# INPUT RECORDS start

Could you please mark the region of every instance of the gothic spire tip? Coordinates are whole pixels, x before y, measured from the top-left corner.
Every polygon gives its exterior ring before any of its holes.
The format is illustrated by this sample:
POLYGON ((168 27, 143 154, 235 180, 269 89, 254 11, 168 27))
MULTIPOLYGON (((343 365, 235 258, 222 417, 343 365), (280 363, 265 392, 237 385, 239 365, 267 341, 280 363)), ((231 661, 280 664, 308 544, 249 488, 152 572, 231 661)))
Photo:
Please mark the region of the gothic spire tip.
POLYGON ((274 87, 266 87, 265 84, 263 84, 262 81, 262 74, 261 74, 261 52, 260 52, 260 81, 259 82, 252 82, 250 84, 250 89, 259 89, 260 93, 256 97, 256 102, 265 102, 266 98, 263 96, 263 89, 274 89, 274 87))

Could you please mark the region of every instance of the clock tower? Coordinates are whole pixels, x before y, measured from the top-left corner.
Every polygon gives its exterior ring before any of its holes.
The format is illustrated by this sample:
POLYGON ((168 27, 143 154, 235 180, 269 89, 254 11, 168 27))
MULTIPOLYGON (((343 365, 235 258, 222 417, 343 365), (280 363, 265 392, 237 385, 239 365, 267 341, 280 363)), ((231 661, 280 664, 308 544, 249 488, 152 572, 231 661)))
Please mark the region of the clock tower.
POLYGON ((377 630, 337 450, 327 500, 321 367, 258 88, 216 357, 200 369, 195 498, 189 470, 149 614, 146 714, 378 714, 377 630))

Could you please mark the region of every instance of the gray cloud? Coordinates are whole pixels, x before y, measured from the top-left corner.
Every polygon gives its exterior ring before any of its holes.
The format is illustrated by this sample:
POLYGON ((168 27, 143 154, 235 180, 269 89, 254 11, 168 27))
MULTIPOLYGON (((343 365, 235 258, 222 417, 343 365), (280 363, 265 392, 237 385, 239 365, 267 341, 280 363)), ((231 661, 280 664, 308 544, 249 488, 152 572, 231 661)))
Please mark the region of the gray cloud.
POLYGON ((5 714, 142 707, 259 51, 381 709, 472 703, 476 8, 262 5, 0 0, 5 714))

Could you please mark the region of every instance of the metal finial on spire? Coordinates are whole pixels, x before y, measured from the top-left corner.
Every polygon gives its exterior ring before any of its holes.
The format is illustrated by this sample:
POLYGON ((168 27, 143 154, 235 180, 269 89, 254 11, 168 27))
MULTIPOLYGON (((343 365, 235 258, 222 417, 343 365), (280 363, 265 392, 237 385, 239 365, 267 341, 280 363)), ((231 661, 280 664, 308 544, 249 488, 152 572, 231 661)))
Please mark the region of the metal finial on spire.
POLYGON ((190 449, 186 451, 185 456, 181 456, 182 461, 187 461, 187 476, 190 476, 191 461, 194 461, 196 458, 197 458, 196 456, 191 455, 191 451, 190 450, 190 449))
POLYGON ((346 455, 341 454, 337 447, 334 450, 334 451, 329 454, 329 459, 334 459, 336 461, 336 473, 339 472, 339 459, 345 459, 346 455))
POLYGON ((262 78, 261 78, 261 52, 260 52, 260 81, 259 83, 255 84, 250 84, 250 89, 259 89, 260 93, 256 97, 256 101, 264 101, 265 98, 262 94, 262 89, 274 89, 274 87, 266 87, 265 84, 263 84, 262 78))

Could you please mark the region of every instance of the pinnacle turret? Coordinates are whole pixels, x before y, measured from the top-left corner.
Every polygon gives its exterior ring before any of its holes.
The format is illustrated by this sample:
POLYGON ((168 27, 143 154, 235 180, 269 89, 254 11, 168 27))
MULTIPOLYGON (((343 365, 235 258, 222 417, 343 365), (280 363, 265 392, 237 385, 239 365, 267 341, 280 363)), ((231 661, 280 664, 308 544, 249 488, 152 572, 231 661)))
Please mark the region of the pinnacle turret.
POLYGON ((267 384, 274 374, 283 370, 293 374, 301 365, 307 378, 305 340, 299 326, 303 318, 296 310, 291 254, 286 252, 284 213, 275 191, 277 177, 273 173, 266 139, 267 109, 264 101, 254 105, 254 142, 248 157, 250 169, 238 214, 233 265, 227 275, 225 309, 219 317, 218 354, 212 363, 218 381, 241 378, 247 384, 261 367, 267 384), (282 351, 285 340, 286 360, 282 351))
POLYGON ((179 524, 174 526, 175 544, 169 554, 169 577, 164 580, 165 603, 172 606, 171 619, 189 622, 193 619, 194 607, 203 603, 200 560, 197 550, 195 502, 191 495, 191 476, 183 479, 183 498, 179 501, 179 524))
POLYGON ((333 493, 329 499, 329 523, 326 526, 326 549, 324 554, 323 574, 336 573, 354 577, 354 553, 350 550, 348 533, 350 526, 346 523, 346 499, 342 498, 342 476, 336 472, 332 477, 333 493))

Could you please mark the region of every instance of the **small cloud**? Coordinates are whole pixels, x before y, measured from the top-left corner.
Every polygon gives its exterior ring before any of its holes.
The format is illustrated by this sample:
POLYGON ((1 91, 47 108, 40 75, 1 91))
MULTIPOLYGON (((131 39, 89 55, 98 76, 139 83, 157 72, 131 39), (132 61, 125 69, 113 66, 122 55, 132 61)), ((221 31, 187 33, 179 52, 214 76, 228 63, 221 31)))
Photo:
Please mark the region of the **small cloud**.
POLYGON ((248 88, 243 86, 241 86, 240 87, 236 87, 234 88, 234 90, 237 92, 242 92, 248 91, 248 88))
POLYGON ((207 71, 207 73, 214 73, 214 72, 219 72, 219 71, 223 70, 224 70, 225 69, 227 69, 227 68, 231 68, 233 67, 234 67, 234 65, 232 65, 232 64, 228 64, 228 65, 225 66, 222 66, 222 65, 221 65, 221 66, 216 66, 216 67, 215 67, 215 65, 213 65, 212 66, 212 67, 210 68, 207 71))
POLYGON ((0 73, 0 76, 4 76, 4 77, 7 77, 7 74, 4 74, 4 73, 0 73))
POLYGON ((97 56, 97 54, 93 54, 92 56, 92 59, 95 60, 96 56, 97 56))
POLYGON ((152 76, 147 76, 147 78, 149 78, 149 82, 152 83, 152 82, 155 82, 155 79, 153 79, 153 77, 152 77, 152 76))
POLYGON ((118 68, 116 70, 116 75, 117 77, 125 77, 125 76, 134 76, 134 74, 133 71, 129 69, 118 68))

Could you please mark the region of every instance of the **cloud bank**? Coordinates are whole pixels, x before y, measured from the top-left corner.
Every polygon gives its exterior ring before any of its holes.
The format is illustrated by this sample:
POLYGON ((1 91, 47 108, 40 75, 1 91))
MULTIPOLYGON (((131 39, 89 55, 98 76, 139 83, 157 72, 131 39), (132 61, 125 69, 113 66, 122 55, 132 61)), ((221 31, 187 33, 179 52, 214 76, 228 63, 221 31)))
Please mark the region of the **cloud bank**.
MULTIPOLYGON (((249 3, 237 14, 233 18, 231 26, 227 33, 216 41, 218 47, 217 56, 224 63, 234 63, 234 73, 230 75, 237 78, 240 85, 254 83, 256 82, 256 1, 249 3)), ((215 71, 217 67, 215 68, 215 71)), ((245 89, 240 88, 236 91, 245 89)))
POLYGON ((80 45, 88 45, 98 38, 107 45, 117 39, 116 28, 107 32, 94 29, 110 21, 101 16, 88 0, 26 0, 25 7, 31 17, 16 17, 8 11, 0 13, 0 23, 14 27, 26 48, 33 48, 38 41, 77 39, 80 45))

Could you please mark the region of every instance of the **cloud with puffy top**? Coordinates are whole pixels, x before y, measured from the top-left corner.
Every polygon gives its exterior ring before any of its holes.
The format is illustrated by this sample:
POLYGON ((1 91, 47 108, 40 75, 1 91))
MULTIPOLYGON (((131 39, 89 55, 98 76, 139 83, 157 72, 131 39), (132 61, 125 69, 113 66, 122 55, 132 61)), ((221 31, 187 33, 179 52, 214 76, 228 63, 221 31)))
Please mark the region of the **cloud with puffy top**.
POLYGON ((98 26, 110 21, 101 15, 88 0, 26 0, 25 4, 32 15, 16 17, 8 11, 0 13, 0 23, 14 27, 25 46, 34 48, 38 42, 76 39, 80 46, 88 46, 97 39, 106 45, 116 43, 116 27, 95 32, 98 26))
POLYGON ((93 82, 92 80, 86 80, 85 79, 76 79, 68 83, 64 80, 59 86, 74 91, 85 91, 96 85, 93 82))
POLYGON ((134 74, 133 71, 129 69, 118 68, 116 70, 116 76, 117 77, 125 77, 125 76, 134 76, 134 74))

# INPUT RECORDS end

CHALLENGE: Output the items verbatim, from the first line through the line that contains "POLYGON ((274 87, 266", including that line.

WORKED ANSWER:
Could you please mark the region of every instance of the gothic spire tip? Coordinates are whole pixels, x before y, measured from the top-left corner.
Every polygon gives its exterior ring before any of its holes.
The format is illustrated by this sample:
POLYGON ((168 27, 143 154, 235 180, 269 89, 254 11, 168 27))
MULTIPOLYGON (((343 365, 235 258, 222 417, 343 365), (280 363, 265 392, 237 385, 239 365, 267 341, 280 363)), ((231 661, 280 664, 308 544, 249 488, 152 572, 231 661)))
Photo:
Please mark the region of the gothic spire tip.
POLYGON ((274 87, 266 87, 265 84, 263 84, 262 81, 262 74, 261 74, 261 52, 260 52, 260 81, 259 82, 252 82, 250 84, 250 89, 259 89, 260 93, 256 97, 256 102, 265 102, 266 98, 263 96, 263 89, 274 89, 274 87))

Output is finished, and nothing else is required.